== EXTRACTED ENTRIES
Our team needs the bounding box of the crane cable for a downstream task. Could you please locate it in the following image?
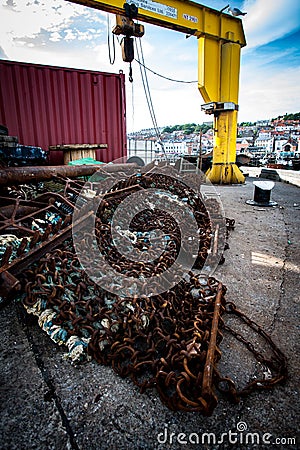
[135,39,168,161]
[134,59,197,84]
[107,14,116,65]
[135,39,160,140]
[131,75,135,132]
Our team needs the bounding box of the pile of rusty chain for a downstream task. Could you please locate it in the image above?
[22,245,287,414]
[22,245,225,415]
[20,169,287,415]
[21,170,227,414]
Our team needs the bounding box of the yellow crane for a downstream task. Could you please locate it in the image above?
[67,0,247,183]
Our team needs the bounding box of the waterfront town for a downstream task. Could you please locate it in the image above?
[127,113,300,168]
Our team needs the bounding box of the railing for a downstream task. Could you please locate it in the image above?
[127,139,158,165]
[127,139,202,166]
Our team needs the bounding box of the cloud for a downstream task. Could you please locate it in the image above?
[244,43,299,69]
[3,0,18,11]
[239,64,300,122]
[0,0,106,58]
[126,80,207,132]
[242,0,300,49]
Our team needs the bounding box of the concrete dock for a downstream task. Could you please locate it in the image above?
[241,166,300,188]
[0,177,299,450]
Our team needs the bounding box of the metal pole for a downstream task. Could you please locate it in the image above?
[0,163,138,185]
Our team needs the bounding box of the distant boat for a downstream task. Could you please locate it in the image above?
[236,152,251,166]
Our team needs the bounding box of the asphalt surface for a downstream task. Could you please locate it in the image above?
[0,177,299,450]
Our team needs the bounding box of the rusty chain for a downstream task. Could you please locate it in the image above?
[16,170,287,415]
[215,302,288,402]
[22,245,225,415]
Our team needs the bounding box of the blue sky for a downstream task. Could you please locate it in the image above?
[1,0,299,132]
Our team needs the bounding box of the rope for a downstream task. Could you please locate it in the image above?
[135,58,197,84]
[107,14,115,65]
[134,39,168,160]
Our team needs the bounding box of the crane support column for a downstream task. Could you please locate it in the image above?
[199,36,245,183]
[209,109,244,183]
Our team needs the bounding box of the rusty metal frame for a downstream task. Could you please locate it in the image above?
[0,192,74,297]
[201,282,224,414]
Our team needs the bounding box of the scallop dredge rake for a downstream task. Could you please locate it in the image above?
[12,170,287,415]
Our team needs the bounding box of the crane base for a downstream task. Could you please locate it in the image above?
[206,163,245,184]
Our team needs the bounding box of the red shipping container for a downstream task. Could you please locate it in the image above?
[0,60,127,165]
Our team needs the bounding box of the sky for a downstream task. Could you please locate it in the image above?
[0,0,300,132]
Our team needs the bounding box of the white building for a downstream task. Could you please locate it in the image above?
[236,138,251,153]
[155,141,189,155]
[258,131,272,139]
[254,136,274,153]
[275,125,295,132]
[274,139,289,153]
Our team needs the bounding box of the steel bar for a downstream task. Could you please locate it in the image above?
[0,164,138,185]
[201,282,224,412]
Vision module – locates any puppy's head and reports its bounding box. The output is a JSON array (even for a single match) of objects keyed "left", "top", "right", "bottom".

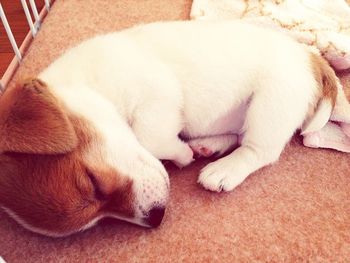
[{"left": 0, "top": 79, "right": 169, "bottom": 237}]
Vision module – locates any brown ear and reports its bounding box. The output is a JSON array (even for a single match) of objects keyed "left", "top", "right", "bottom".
[{"left": 0, "top": 78, "right": 78, "bottom": 154}]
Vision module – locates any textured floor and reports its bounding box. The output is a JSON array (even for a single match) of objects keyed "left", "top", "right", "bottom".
[{"left": 1, "top": 0, "right": 350, "bottom": 262}]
====
*ASSIGNMENT*
Reproduce each entry word for word and cut the images.

*YOUR SOLUTION*
Our team needs the bounding box of the crane cable for a downstream task. Could you please locate it in the following image?
[135,39,168,161]
[134,59,197,84]
[107,14,116,65]
[135,39,160,140]
[131,75,135,132]
Our team needs the bounding box of the pile of rusty chain for a downstream task. Could you please locate it in the image above?
[22,245,287,414]
[22,245,225,415]
[20,169,287,415]
[21,170,227,414]
Our team needs the bounding box of the yellow crane for a downstream task. Could you please locate it in the image above?
[67,0,247,183]
Our team needs the bounding box of the waterfront town for a downstream task. Could you please locate it in the image above?
[127,113,300,168]
Our team needs the bounding box of the railing for a downstream task. Could you please locate it in the image above?
[127,139,158,165]
[127,139,202,166]
Our team needs the bounding box of the cloud for a downstream task. Could you please locate it in the image above?
[244,43,299,69]
[3,0,18,11]
[239,64,300,122]
[0,0,106,58]
[126,80,207,132]
[242,0,300,49]
Our team needs the bounding box of the concrete dock for a downstream task. Could you please locate it in the image above?
[241,166,300,188]
[0,177,299,450]
Our team needs the bounding box of the metal pole for a downstream task. Could you please locate it in the image above?
[0,163,138,185]
Our team needs the bounding box of the distant boat for a downstream task. Could you please locate it in the image above?
[236,152,251,166]
Our team needs the bounding box of the asphalt surface for a downstream task. Could you please locate it in the image above?
[0,177,299,450]
Our team needs the bounding box of the rusty chain for a downstream task. Could you please locate it in the image above?
[16,170,287,415]
[215,302,288,402]
[22,245,225,415]
Our team needs the bounding box of the blue sky for a downstream task. Could you please locate it in the image above?
[1,0,299,132]
Our team needs the bounding box of the rope for a downstream task. Could you please locate it in the image above?
[135,58,197,84]
[107,14,115,65]
[134,39,168,160]
Our team needs the bounding box of the crane support column for a downstream task. Could you please locate it in the image above?
[199,36,245,183]
[209,109,244,183]
Our team needs the bounding box of the rusty metal frame for a downstream task. Could you please locate it in the image above?
[0,192,74,297]
[201,282,224,414]
Our team needs the bounding box of the scallop dredge rake for a downstream task. Could you please locate it in the image above?
[12,170,287,415]
Our team needs the bounding box of the crane base for a downstream task. Could you please locate it in the image above?
[206,163,245,184]
Our team needs the bounding box of the red shipping container for a downstream task. Could you please locate it in the image above?
[0,60,127,165]
Our team needs the bounding box of the sky for a downstream task. Could you please locate it in the image above?
[0,0,300,132]
Our team needs the bounding box of the white building for a downstream task. Could you please locate it in the image above?
[236,138,251,153]
[155,141,189,155]
[258,131,272,139]
[254,136,274,153]
[275,125,295,132]
[274,139,289,153]
Our team needs the bounding box of the steel bar for a downstream task. Could you please locate it in the image above?
[0,164,138,185]
[201,282,224,412]
Vision module – locates any puppy's head and reports its bounding box. The output is a JSON array (even for a single match) of objects keyed "left", "top", "right", "bottom".

[{"left": 0, "top": 79, "right": 169, "bottom": 237}]
Vision module – locates any brown ear and reports its bounding box. The output is a JSON array (even for a single match) of objects keyed "left", "top", "right", "bottom".
[{"left": 0, "top": 78, "right": 78, "bottom": 154}]
Vision module – locates any textured floor and reports its bounding box. The output is a JSON array (even for a single match) of objects keyed "left", "top", "right", "bottom".
[{"left": 1, "top": 0, "right": 350, "bottom": 262}]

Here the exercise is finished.